* **GIVEN INSTRUCTION**
Would you copy out the whole listing exactly as given?

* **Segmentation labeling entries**
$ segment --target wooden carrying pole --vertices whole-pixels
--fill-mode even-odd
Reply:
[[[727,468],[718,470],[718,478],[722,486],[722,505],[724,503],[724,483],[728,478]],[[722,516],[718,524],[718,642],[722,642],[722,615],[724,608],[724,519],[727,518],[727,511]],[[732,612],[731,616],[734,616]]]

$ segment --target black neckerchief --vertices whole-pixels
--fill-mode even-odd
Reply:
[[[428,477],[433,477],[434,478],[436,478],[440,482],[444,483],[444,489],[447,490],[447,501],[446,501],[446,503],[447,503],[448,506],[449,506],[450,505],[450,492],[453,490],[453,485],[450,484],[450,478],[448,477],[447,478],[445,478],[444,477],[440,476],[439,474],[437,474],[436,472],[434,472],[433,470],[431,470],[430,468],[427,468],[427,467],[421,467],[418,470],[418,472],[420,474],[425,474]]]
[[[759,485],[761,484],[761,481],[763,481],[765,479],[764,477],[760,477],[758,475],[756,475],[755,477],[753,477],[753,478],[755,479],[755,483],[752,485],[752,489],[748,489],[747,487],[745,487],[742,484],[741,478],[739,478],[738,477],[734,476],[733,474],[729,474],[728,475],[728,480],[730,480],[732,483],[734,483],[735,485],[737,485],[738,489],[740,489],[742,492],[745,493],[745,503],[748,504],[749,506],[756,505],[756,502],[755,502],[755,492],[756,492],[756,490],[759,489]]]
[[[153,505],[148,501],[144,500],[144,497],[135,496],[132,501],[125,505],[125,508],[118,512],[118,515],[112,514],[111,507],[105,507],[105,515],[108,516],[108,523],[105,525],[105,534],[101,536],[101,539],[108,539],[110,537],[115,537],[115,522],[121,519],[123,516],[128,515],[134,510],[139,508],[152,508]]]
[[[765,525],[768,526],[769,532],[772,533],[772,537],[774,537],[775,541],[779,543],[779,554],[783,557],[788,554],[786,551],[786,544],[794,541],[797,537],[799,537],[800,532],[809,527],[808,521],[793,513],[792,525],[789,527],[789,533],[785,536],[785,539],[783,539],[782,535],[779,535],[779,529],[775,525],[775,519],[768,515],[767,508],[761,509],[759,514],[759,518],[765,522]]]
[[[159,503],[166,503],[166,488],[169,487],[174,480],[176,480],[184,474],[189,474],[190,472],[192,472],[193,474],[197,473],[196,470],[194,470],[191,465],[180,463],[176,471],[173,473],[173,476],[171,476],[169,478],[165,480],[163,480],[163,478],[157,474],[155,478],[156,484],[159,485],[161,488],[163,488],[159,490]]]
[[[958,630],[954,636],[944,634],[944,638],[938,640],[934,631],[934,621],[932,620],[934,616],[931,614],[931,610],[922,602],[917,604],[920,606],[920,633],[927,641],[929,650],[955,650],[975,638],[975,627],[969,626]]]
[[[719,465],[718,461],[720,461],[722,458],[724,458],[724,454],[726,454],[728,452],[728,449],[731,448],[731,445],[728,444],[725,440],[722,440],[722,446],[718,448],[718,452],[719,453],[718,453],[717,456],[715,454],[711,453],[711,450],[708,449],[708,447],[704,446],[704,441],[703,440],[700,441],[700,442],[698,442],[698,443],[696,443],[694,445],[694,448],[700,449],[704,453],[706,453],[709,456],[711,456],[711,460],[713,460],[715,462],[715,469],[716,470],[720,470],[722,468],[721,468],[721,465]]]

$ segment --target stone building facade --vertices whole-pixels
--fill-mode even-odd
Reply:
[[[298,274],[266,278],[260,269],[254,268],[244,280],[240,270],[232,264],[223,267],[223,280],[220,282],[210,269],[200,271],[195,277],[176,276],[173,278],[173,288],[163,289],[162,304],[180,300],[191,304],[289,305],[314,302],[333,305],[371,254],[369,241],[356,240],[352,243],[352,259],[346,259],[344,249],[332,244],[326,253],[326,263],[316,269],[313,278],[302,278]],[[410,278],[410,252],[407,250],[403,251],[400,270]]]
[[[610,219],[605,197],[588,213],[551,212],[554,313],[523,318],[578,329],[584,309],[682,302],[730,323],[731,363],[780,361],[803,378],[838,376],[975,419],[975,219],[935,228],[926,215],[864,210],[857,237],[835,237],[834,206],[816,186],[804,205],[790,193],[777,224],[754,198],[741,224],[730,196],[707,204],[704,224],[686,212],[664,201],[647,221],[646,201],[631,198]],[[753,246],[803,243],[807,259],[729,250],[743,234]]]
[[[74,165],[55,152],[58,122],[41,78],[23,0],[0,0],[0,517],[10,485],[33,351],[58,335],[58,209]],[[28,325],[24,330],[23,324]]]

* **EXERCISE RESULT**
$ segment --target wooden carrying pole --vertices whole-pixels
--fill-mode even-odd
Reply:
[[[727,468],[718,470],[718,478],[722,486],[722,505],[724,503],[724,483],[728,478]],[[722,516],[718,524],[718,642],[722,642],[722,615],[724,608],[724,519],[727,518],[727,511]],[[732,612],[731,616],[734,616]]]

$ segment --target black neckerchief --vertices whole-pixels
--fill-mode even-odd
Reply:
[[[428,477],[433,477],[434,478],[436,478],[440,482],[444,483],[444,489],[447,490],[447,501],[446,501],[446,503],[447,503],[448,506],[449,506],[450,505],[450,492],[453,490],[453,485],[450,484],[450,478],[448,477],[447,478],[445,478],[444,477],[440,476],[439,474],[437,474],[436,472],[434,472],[433,470],[431,470],[430,468],[427,468],[427,467],[421,467],[418,470],[418,472],[420,474],[425,474]]]
[[[759,485],[761,484],[761,481],[763,481],[765,479],[764,477],[760,477],[758,475],[756,475],[755,477],[753,477],[753,478],[755,479],[755,483],[752,485],[752,489],[748,489],[747,487],[745,487],[742,484],[741,478],[739,478],[738,477],[734,476],[733,474],[729,474],[728,475],[728,480],[730,480],[732,483],[734,483],[735,485],[737,485],[738,489],[740,489],[742,492],[745,493],[745,503],[748,504],[749,506],[756,505],[756,502],[755,502],[755,492],[756,492],[756,490],[759,489]]]
[[[153,505],[148,501],[144,500],[144,497],[135,496],[132,501],[125,505],[125,508],[118,512],[118,515],[112,514],[111,507],[105,507],[105,515],[108,516],[108,523],[105,525],[105,534],[101,536],[101,539],[108,539],[110,537],[115,537],[115,522],[121,519],[123,516],[128,515],[134,510],[139,508],[152,508]]]
[[[765,525],[768,526],[769,532],[772,533],[772,537],[774,537],[775,541],[779,543],[779,554],[783,557],[788,554],[786,551],[786,544],[794,541],[797,537],[799,537],[800,532],[809,527],[808,521],[793,513],[792,525],[789,527],[789,533],[785,536],[785,539],[783,539],[782,535],[779,535],[779,529],[775,525],[775,519],[768,515],[767,508],[761,509],[759,514],[759,518],[765,522]]]
[[[159,503],[166,503],[166,488],[169,487],[174,480],[176,480],[184,474],[189,474],[190,472],[192,472],[193,474],[197,473],[196,470],[194,470],[191,465],[180,463],[176,471],[173,473],[173,476],[171,476],[169,478],[165,480],[163,480],[163,478],[157,474],[155,478],[156,484],[159,485],[161,488],[163,488],[159,490]]]
[[[958,630],[954,636],[944,634],[944,638],[938,640],[934,631],[934,621],[932,620],[934,616],[931,614],[931,610],[922,602],[917,604],[920,606],[920,633],[927,641],[929,650],[955,650],[975,638],[975,627],[969,626]]]
[[[719,465],[718,461],[720,461],[722,458],[724,458],[724,454],[726,454],[728,452],[728,449],[731,448],[731,445],[728,444],[725,440],[722,440],[722,446],[718,448],[718,452],[719,453],[718,453],[717,456],[715,454],[711,453],[711,450],[708,449],[708,447],[704,446],[704,441],[703,440],[700,441],[700,442],[698,442],[698,443],[696,443],[694,445],[694,448],[700,449],[704,453],[706,453],[709,456],[711,456],[711,460],[713,460],[715,462],[715,469],[716,470],[720,470],[722,468],[721,468],[721,465]]]

$ segment --target stone building facade --vertices whole-pixels
--fill-mode even-odd
Reply:
[[[298,274],[266,278],[260,269],[254,268],[244,280],[240,270],[232,264],[223,267],[223,280],[220,282],[210,269],[200,271],[195,277],[176,276],[173,278],[173,288],[163,289],[162,304],[180,300],[191,304],[289,305],[314,302],[333,305],[371,254],[369,241],[356,240],[352,243],[352,259],[346,259],[344,249],[332,244],[326,253],[326,263],[316,269],[313,278],[302,278]],[[410,278],[410,252],[407,250],[403,251],[400,270]]]
[[[610,219],[605,197],[588,213],[551,212],[554,313],[523,318],[578,329],[584,309],[682,302],[730,323],[731,363],[780,361],[803,378],[838,376],[975,419],[975,219],[935,228],[926,215],[864,210],[857,237],[835,237],[834,206],[816,186],[804,205],[790,193],[777,224],[754,198],[741,224],[730,196],[707,204],[704,224],[686,212],[664,201],[647,221],[646,201],[631,198]],[[753,246],[803,243],[807,259],[729,250],[743,234]]]
[[[74,165],[55,152],[58,122],[41,78],[23,0],[0,0],[0,517],[10,485],[33,351],[58,335],[58,209]],[[28,325],[24,330],[23,324]]]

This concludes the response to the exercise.